---------- Extracted records ----------
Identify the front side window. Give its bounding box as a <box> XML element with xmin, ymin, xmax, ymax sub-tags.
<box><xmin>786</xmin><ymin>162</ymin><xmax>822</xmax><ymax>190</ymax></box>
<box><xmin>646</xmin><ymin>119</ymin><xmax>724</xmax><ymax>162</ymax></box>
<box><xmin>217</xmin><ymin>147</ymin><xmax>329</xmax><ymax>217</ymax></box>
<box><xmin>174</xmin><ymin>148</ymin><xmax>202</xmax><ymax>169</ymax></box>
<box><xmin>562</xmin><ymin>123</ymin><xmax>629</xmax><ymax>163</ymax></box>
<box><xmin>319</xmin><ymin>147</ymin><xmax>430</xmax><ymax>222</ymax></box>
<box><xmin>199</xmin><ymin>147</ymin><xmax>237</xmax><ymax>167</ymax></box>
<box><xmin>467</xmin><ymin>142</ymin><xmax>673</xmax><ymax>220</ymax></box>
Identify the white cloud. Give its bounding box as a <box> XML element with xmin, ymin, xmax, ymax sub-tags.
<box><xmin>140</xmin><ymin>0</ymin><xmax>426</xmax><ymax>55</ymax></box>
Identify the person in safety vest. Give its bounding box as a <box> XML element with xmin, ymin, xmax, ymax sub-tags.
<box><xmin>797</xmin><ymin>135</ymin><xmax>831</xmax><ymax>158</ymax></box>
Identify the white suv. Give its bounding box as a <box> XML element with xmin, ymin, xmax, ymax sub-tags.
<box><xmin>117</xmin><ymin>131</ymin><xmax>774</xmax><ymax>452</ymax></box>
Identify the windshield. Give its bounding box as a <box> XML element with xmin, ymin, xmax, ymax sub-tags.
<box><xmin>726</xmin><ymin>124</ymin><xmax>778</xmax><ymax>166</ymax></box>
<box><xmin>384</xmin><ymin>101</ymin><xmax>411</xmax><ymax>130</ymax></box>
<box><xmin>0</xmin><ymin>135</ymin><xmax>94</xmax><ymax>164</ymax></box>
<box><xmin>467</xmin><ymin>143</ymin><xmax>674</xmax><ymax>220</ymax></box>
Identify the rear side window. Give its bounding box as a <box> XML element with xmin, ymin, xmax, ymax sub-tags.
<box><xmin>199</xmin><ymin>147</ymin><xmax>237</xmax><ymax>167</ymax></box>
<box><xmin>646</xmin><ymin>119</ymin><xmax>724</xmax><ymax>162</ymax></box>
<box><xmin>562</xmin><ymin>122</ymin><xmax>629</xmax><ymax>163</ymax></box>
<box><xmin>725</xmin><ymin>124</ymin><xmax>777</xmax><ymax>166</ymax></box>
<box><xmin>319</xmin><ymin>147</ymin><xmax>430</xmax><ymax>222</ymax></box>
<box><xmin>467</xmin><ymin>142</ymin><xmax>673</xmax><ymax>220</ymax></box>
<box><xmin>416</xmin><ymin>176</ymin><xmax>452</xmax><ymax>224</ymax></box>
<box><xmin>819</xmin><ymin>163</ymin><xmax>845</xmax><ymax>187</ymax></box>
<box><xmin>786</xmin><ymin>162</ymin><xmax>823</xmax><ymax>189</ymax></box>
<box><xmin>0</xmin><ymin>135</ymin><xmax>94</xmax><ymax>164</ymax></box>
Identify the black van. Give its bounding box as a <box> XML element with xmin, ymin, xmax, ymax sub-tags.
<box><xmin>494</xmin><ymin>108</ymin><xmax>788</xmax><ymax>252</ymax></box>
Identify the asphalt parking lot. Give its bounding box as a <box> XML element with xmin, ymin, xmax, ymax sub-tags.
----------
__Problem requirements__.
Copy each record from above exactly, and include every line.

__Solution to the exercise__.
Identify the front side window. Give its bounding box as a <box> XML element with xmin, ymin, xmax, ymax sub-tags.
<box><xmin>786</xmin><ymin>162</ymin><xmax>822</xmax><ymax>190</ymax></box>
<box><xmin>646</xmin><ymin>119</ymin><xmax>724</xmax><ymax>162</ymax></box>
<box><xmin>217</xmin><ymin>147</ymin><xmax>329</xmax><ymax>217</ymax></box>
<box><xmin>174</xmin><ymin>148</ymin><xmax>202</xmax><ymax>169</ymax></box>
<box><xmin>562</xmin><ymin>123</ymin><xmax>629</xmax><ymax>163</ymax></box>
<box><xmin>319</xmin><ymin>147</ymin><xmax>430</xmax><ymax>222</ymax></box>
<box><xmin>199</xmin><ymin>147</ymin><xmax>237</xmax><ymax>167</ymax></box>
<box><xmin>467</xmin><ymin>142</ymin><xmax>673</xmax><ymax>220</ymax></box>
Identify the white cloud. Give its bounding box as a <box> XML element with xmin, ymin, xmax, ymax sub-tags.
<box><xmin>140</xmin><ymin>0</ymin><xmax>426</xmax><ymax>55</ymax></box>
Identify the person in safety vest. Give its bounding box as a <box> XML element with xmin, ymin, xmax, ymax sub-tags.
<box><xmin>797</xmin><ymin>135</ymin><xmax>831</xmax><ymax>158</ymax></box>
Identify the white suv. Give its bounding box as a <box> XML element with xmin, ymin, xmax, ymax sub-tags.
<box><xmin>117</xmin><ymin>131</ymin><xmax>774</xmax><ymax>452</ymax></box>
Identify the windshield. Give its bounding box as a <box> XML element with xmin, ymin, xmax, ymax sub-tags.
<box><xmin>726</xmin><ymin>124</ymin><xmax>778</xmax><ymax>166</ymax></box>
<box><xmin>384</xmin><ymin>101</ymin><xmax>411</xmax><ymax>130</ymax></box>
<box><xmin>0</xmin><ymin>135</ymin><xmax>94</xmax><ymax>164</ymax></box>
<box><xmin>467</xmin><ymin>143</ymin><xmax>674</xmax><ymax>220</ymax></box>
Identify the rear side window. Give its bounding box as a <box> XML element with xmin, ymin, xmax, ymax sub-tags.
<box><xmin>199</xmin><ymin>147</ymin><xmax>237</xmax><ymax>167</ymax></box>
<box><xmin>646</xmin><ymin>119</ymin><xmax>724</xmax><ymax>162</ymax></box>
<box><xmin>562</xmin><ymin>122</ymin><xmax>629</xmax><ymax>163</ymax></box>
<box><xmin>725</xmin><ymin>124</ymin><xmax>777</xmax><ymax>166</ymax></box>
<box><xmin>319</xmin><ymin>147</ymin><xmax>430</xmax><ymax>222</ymax></box>
<box><xmin>467</xmin><ymin>142</ymin><xmax>673</xmax><ymax>220</ymax></box>
<box><xmin>416</xmin><ymin>176</ymin><xmax>452</xmax><ymax>224</ymax></box>
<box><xmin>819</xmin><ymin>163</ymin><xmax>845</xmax><ymax>187</ymax></box>
<box><xmin>786</xmin><ymin>162</ymin><xmax>823</xmax><ymax>189</ymax></box>
<box><xmin>0</xmin><ymin>135</ymin><xmax>94</xmax><ymax>164</ymax></box>
Identify the black van. Give its bounding box as a <box> XML element with xmin, ymin, xmax, ymax sub-tags.
<box><xmin>494</xmin><ymin>108</ymin><xmax>788</xmax><ymax>252</ymax></box>
Identify the asphalt parking lot. Give its bounding box as a <box> XML element with xmin, ymin, xmax, ymax sub-tags.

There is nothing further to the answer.